Extract ▸
########
I want to tell you the story of how I found Integrative Body Psychotherapy. It was a time when my life was torn apart, and I was feeling anxious, depressed and overwhelmed. I needed someone to talk to and I found Vera – Dr. Vera Dunn in Los Angeles to be exact. She’s still there and working her magic.
Even though Vera is slight in stature, and soft and gentle in nature, when I first met her, her presence felt like a pillar of strength. After our first hour together, I felt lifted as I walked out. When I asked if she had homework for me, she said “Notice what you feel in your body.”
What do I feel in my body? Strange. I’d never really thought about how I felt in my body except to notice the odd pain. I couldn’t quite tie the two together – body feelings and what that had to do with anxiety and depression. It remained a mystery for several weeks into my therapy with Vera.
Each week during my sessions, Vera would ask me to take some deep breaths and check into where my breath went in my body. As I took the breaths, I would notice that I felt tired, or that my head or back hurt, or that I wanted to cry. If my shoulders were tense, she would ask me to roll my shoulders and breathe into them. She would notice when I felt something even before I did. I felt attended to in a profound way.
It was after my fifth therapy session when I finally understood the body-mind link. I woke up one night and noticed that my chest felt strangely relaxed. It was a good feeling, but not something I was used to. As Vera and I processed this shift, I realized that I’d probably had a chronic tightening in my chest most of my life.
It was as if my chest wall had developed an armor to protect my heart.
As Vera and I delved deeper into the reason for this protective covering, I realized that I often felt bad and like I’d done something wrong. I began to see that whenever someone appeared upset, I would think I was to blame. I realized how deep this was while driving on the LA Ventura freeway one day when a car passed me and the driver flipped me the finger and looked angry. Automatically I went to what I might have done wrong.
Here’s what I did differently for the first time.
With my new therapy skills, I noticed that my chest tightened, I felt the feeling of shame spreading, and my thoughts spinning about how I must have done something wrong.
I interrupted this old pattern by taking several deep breaths and I brought myself back to presence by noticing the red car on the other side of me, the green sign with white printing, and the gray pavement. (This was all happening while I was driving at 65 mph on the freeway in LA.)
When I could feel my body in the driver’s seat and feel the energy from the breath coursing through me, I kept telling myself I wasn’t bad, I hadn’t done anything wrong. This is an old feeling and not about now.
Now I could really feel like I was in the driver’s seat, not only in the car I was driving, but in my life.
########
Listed records ▸
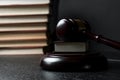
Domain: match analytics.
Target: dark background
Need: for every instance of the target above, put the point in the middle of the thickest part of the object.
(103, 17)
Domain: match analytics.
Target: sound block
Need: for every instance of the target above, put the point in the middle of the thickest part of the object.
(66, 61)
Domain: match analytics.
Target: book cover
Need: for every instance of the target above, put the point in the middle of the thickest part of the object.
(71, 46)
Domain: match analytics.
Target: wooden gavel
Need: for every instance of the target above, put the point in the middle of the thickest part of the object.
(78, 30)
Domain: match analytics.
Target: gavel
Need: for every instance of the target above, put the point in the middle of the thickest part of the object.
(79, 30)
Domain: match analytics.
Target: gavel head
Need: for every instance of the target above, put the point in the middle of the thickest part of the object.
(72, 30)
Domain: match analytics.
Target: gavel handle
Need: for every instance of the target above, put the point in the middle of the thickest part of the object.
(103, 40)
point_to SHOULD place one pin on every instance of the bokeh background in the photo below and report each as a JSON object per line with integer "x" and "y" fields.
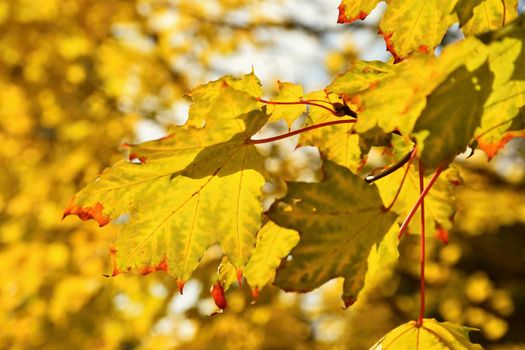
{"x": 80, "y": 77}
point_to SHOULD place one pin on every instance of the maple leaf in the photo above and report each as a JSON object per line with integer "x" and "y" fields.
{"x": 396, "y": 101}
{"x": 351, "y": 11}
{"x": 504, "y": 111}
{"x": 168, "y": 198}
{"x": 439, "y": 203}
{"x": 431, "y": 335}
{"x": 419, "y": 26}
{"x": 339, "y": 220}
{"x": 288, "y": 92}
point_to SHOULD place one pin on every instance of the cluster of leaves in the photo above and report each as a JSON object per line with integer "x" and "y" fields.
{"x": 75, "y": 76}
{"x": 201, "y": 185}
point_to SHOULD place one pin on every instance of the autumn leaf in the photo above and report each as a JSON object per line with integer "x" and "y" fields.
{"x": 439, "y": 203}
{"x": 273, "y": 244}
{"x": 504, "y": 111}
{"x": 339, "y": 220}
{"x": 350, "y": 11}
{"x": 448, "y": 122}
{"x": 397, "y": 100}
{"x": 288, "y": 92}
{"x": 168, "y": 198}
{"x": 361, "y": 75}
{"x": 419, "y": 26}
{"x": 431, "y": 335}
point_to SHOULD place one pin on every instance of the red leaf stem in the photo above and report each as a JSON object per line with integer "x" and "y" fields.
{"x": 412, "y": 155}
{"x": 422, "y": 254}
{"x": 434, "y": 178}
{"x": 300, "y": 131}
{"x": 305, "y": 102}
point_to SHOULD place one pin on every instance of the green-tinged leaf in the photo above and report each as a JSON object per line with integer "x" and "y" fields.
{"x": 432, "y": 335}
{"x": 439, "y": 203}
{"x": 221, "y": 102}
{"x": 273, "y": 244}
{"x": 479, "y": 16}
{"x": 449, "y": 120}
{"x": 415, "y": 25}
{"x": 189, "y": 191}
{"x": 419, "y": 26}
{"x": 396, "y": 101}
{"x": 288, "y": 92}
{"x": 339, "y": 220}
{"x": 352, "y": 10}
########
Task A ▸
Decide whether each statement below agrees with the account of finding Integrative Body Psychotherapy. For each, answer yes or no and quote the words of the account that decide it.
(i) Vera works in Los Angeles.
(ii) The body-mind link became clear after the third therapy session.
(iii) After the first session, Vera's homework was to notice what was felt in the body.
Task B ▸ Return the part of the account of finding Integrative Body Psychotherapy starting at "Each week during" and ending at "protect my heart.".
Task C ▸ Write the next part of the account of finding Integrative Body Psychotherapy, picking up after its final sentence.
The material above is separate from the account of finding Integrative Body Psychotherapy.

Task response A ▸
(i) Yes: "Dr. Vera Dunn in Los Angeles to be exact"
(ii) No: "It was after my fifth therapy session when I finally understood the body-mind link."
(iii) Yes: "Notice what you feel in your body."

Task response B ▸
Each week during my sessions, Vera would ask me to take some deep breaths and check into where my breath went in my body. As I took the breaths, I would notice that I felt tired, or that my head or back hurt, or that I wanted to cry. If my shoulders were tense, she would ask me to roll my shoulders and breathe into them. She would notice when I felt something even before I did. I felt attended to in a profound way.
It was after my fifth therapy session when I finally understood the body-mind link. I woke up one night and noticed that my chest felt strangely relaxed. It was a good feeling, but not something I was used to. As Vera and I processed this shift, I realized that I’d probably had a chronic tightening in my chest most of my life.
It was as if my chest wall had developed an armor to protect my heart.

Task response C ▸
I didn’t have to feel like I was bad anymore.
Fast forward to now and I am now operating a private practice in Vancouver, British Columbia and working on launching an online course “The Core Self Transformation.” I am passionate about IBP and sharing its power with others.
So, what is Integrative Body Psychotherapy (IBP)?
Integrative Body Psychotherapy (IBP) is a somatic therapy, developed 40+ years ago by master therapists, Drs. Jack Lee Rosenberg and Beverly Kitaen-Morse, in Los Angeles. Their focus was to get to the root of their clients’ emotional pain effectively and efficiently and to resolve it once and for all. As news spread about their work, therapists from all over the world came to learn from them and to take the 400-hour training curriculum for mental health professionals in Los Angeles.
How does Integrative Body Psychotherapy help?
IBP…
- Works with the whole you – body, mind AND spirit. It uses breathwork and movement to wake you up and get you connected inside. Experiential exercises help you understand what is really going on inside you. Through the IBP process you become MORE of you.
- Looks at how you experience yourself and how you move through your life. As you go through the process, you become aware of how you might be tripping yourself up. You get to know yourself in a unique and profound way as you learn to step around the obstacles that once blocked your path forward.
- Enlivens and frees you from unconscious themes and patterns that interrupt your wellbeing, so that you can lead a more fulfilling life. It works with the very essence of who you are so that YOU become more stable and resilient at your core.
- Moves you from stuck to insight, from frozen to flow, and from deadened to vibrant.
- Gets to the root of your emotional pain so that you don’t keep reliving it.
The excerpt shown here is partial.